_TEXT SEGMENT:_
-.-.-
10/02/2023
Researchers to study retinal regeneration in zebrafish with new grant from National Eye Institute
Zebrafish have a remarkable ability to regenerate retinal neurons damaged by acute injury. Unlike humans, they can regrow photoreceptors and restore their visual function. Conventional belief is that mammals don't have this ability. Retinal damage in humans, and the associated vision loss, is permanent.
"We don't know why photoreceptors don't regenerate in humans," says ophthalmic researcher Brian Perkins, PhD, Department of Ophthalmic Research. "Do human retinas completely lack the ability, or is the cellular machinery there but just not activated?"
Dr. Perkins and his lab at Cleveland Clinic have been exploring this concept for more than a decade - building a foundation for potential retinal rewiring in humans. They hope to get one step further thanks to a new $2.1 million, four-year research grant from the National Eye Institute, studying the role of inflammation in retinal regeneration in zebrafish.
Learning how chronic disease impacts retinal regeneration in a species that normally does regenerate may reveal new insights into retinal regeneration in humans with chronic retinal disease.
Today, patients with inherited retinal dystrophies typically progress to some level of permanent vision loss. While some gene therapies show great promise, they are targeted to specific mutations of specific genes. For the majority of people with inherited retinal dystrophy, therapeutic options are limited.
-.-.-
_GIVEN ENTRIES:_

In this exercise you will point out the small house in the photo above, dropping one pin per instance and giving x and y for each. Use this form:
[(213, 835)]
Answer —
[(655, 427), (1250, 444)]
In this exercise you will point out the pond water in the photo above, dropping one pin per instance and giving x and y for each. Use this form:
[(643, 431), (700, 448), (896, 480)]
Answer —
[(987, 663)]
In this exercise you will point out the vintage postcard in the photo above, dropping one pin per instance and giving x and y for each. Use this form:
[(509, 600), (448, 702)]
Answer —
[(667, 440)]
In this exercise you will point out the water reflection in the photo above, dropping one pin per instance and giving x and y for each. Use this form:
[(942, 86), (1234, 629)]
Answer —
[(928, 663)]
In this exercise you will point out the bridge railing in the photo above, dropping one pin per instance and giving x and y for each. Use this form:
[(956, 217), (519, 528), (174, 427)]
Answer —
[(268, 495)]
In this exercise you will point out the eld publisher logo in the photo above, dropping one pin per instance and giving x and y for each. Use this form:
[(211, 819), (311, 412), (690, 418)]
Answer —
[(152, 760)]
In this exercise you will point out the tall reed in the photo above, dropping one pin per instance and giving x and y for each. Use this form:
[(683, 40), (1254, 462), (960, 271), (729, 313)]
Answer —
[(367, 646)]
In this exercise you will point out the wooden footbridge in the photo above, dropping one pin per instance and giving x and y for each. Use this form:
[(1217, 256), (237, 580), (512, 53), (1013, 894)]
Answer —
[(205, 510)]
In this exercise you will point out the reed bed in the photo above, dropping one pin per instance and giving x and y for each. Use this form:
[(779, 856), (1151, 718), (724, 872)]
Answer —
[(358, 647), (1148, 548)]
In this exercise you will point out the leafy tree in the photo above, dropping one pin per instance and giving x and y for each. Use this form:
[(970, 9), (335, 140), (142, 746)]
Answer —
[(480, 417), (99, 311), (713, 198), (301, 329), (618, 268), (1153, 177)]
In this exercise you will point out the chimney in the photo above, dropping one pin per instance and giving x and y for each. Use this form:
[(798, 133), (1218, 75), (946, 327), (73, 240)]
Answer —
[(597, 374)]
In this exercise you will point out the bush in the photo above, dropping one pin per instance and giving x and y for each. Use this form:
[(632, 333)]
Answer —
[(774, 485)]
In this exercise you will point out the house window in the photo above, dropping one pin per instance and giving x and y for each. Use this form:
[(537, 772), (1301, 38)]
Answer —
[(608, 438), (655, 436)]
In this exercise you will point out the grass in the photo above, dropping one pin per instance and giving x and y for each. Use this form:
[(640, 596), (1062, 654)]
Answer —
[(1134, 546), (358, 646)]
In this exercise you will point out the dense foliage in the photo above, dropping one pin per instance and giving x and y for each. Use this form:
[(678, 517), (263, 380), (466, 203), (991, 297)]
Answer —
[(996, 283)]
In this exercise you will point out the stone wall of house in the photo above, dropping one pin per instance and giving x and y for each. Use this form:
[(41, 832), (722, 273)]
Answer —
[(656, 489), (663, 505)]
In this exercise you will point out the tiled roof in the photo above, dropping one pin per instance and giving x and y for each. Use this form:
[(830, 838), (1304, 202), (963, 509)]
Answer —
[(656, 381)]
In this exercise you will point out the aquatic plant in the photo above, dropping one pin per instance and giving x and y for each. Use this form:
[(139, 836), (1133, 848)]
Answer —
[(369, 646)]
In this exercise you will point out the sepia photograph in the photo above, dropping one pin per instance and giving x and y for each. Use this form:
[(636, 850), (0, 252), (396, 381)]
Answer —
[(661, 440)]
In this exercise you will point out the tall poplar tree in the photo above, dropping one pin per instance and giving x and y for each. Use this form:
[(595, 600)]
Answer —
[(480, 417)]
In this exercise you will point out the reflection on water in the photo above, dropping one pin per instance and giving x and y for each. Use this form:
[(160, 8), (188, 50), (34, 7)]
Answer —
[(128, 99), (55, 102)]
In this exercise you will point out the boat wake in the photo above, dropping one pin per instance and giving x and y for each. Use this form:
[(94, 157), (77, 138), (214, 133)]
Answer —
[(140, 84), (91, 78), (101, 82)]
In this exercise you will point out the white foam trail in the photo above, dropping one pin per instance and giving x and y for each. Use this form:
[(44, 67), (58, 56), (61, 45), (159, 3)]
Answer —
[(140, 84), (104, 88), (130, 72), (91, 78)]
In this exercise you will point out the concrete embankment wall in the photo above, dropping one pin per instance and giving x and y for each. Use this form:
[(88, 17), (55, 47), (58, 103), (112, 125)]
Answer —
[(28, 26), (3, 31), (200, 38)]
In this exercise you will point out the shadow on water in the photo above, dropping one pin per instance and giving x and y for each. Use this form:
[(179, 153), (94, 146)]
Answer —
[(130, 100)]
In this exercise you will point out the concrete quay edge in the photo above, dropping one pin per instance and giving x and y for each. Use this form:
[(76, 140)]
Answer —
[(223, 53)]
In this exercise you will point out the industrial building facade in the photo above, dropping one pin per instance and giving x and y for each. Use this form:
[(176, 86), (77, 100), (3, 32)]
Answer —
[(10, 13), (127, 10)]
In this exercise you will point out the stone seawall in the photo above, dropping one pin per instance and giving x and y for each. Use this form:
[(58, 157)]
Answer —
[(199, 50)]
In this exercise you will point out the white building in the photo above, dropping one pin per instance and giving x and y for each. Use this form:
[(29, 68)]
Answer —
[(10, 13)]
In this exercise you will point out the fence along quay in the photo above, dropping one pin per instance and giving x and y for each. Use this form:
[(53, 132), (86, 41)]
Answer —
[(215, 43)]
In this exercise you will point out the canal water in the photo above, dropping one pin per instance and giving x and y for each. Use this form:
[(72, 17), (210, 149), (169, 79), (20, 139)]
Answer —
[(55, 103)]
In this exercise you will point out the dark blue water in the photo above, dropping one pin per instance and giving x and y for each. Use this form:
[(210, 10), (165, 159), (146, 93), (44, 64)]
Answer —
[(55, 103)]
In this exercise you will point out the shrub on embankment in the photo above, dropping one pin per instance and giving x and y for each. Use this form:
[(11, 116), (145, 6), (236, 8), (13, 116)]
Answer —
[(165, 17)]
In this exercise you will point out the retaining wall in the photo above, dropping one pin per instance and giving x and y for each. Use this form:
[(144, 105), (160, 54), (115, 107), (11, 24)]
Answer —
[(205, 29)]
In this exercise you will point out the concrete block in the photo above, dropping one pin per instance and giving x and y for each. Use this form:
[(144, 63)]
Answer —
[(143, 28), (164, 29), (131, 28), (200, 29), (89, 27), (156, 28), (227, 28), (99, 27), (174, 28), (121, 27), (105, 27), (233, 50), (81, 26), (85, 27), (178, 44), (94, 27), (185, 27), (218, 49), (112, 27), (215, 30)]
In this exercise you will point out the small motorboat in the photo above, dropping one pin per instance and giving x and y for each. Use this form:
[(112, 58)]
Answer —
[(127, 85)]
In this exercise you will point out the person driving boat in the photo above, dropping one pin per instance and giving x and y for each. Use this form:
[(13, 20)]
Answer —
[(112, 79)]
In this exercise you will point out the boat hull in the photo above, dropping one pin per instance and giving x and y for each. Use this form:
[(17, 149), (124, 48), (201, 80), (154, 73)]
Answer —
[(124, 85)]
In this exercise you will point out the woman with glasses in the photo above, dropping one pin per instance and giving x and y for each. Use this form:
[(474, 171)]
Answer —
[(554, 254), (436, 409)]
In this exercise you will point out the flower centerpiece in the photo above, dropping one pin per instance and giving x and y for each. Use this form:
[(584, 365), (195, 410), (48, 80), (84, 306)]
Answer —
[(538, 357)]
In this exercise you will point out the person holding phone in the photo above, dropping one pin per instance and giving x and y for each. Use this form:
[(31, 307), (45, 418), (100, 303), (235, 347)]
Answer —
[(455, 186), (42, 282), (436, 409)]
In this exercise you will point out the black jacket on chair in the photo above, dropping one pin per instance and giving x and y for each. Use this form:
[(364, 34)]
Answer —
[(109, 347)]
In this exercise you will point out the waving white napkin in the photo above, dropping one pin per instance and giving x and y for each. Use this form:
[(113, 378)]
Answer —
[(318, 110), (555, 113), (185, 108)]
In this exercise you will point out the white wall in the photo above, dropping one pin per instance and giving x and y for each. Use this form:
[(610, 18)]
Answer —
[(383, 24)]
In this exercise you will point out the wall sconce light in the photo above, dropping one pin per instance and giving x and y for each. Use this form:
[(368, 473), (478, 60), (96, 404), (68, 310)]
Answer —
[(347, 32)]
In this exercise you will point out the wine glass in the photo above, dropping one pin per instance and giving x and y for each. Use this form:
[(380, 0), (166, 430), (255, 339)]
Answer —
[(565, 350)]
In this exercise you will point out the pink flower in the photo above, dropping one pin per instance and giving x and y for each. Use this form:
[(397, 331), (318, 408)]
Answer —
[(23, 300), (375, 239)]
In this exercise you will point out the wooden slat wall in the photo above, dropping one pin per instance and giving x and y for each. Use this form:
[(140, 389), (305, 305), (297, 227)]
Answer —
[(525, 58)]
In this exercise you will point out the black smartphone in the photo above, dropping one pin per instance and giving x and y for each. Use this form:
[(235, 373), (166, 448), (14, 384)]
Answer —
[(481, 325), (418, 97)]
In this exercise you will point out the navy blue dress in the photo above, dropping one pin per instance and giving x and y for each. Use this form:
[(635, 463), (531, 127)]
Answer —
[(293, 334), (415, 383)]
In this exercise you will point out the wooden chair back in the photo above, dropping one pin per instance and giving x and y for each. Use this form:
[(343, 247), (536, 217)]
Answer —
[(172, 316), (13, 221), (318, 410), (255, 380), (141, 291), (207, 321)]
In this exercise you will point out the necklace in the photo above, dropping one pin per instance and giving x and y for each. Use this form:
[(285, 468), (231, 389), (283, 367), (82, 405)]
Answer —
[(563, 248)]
-.-.-
_EXERCISE DIRECTIONS:_
According to the text on the zebrafish retinal research grant, how much money is the new grant from the National Eye Institute and how long does it last?

_ANSWER:_
The grant is $2.1 million over four years.